━━ Texto apresentado ━━
Claire Wardle é pesquisadora convidada do Tow Center da Columbia University, trabalhando em um grande projeto de conteúdo gerado por usuário e noticiário de TV. Ela criou o programa de treinamento de mídias sociais para a BBC em 2009 e viajou o mundo treinando jornalistas em verificação de notícias via redes sociais. De dois anos para cá, Claire trabalha na Storyful. Claire é Ph.D em Comunicação pela Annenberg School for Communication na University of Pennsylvania. Ela mantém o perfil @cward1e no Twitter e possui um blog em clairewardle.com.

Em menos de uma década, a apuração de notícias foi modificada por duas importantes transformações.

A primeira é a tecnologia móvel. No verão de 2013, um importante marco foi alcançado. Pela primeira vez, mais da metade (55%) de todos os telefones móveis vendidos foram smartphones.
━━━
● **O que se pede**
Reescreva em forma de lista o parágrafo do texto apresentado que começa com "Claire Wardle é pesquisadora", conservando os fatos principais.
━━ Material fornecido ━━
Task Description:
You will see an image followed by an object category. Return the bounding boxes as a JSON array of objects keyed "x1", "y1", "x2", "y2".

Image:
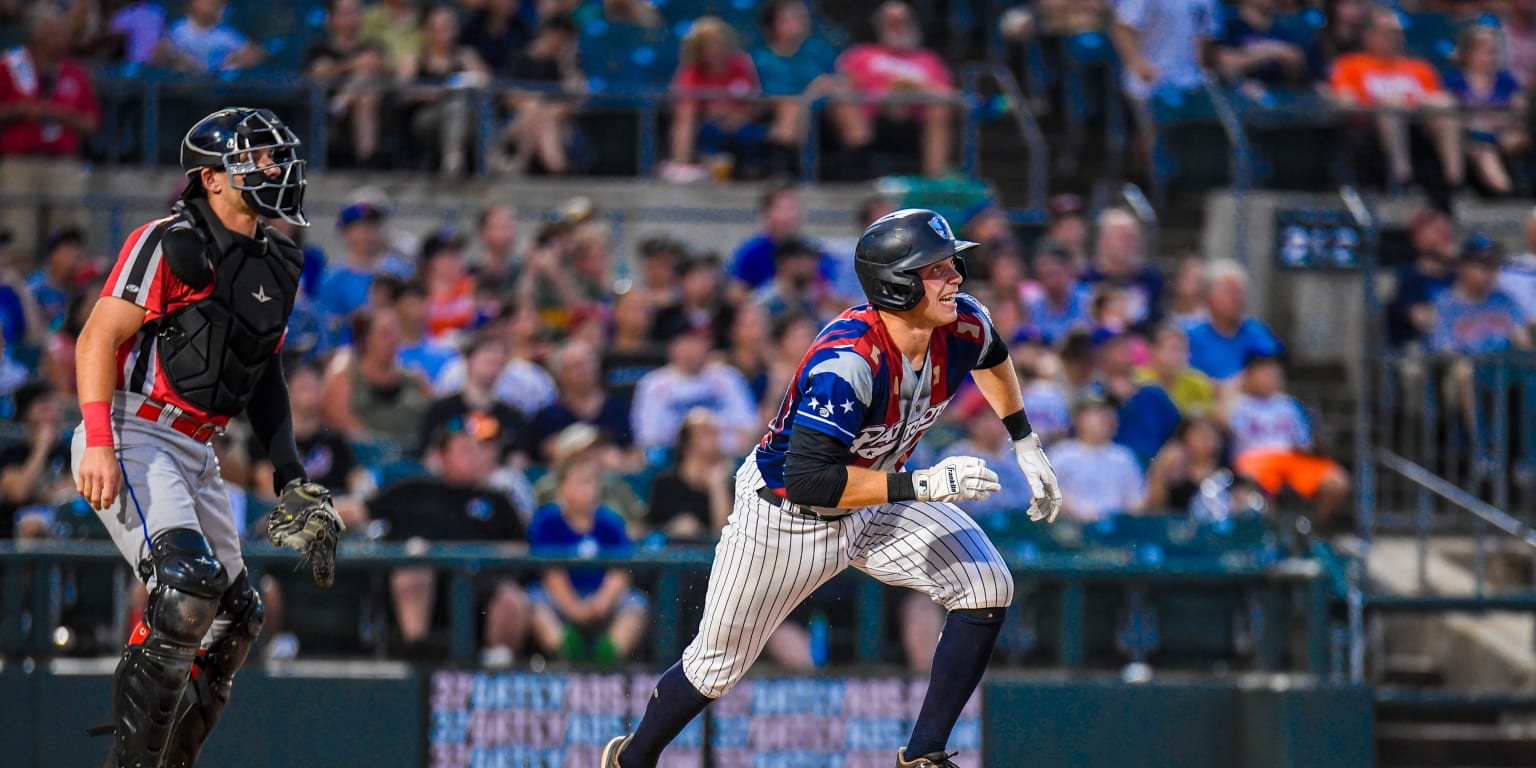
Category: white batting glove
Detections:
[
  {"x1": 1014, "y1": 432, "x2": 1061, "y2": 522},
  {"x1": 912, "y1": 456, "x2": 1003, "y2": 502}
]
━━━
● **Resultado do exercício**
- Claire Wardle é pesquisadora convidada do Tow Center da Columbia University, em um grande projeto sobre conteúdo gerado por usuário e noticiário de TV.
- Em 2009, criou o programa de treinamento de mídias sociais da BBC.
- Viajou o mundo treinando jornalistas em verificação de notícias via redes sociais.
- Há dois anos trabalha na Storyful.
- É Ph.D. em Comunicação pela Annenberg School for Communication, da University of Pennsylvania.
- Tem o perfil @cward1e no Twitter e um blog em clairewardle.com.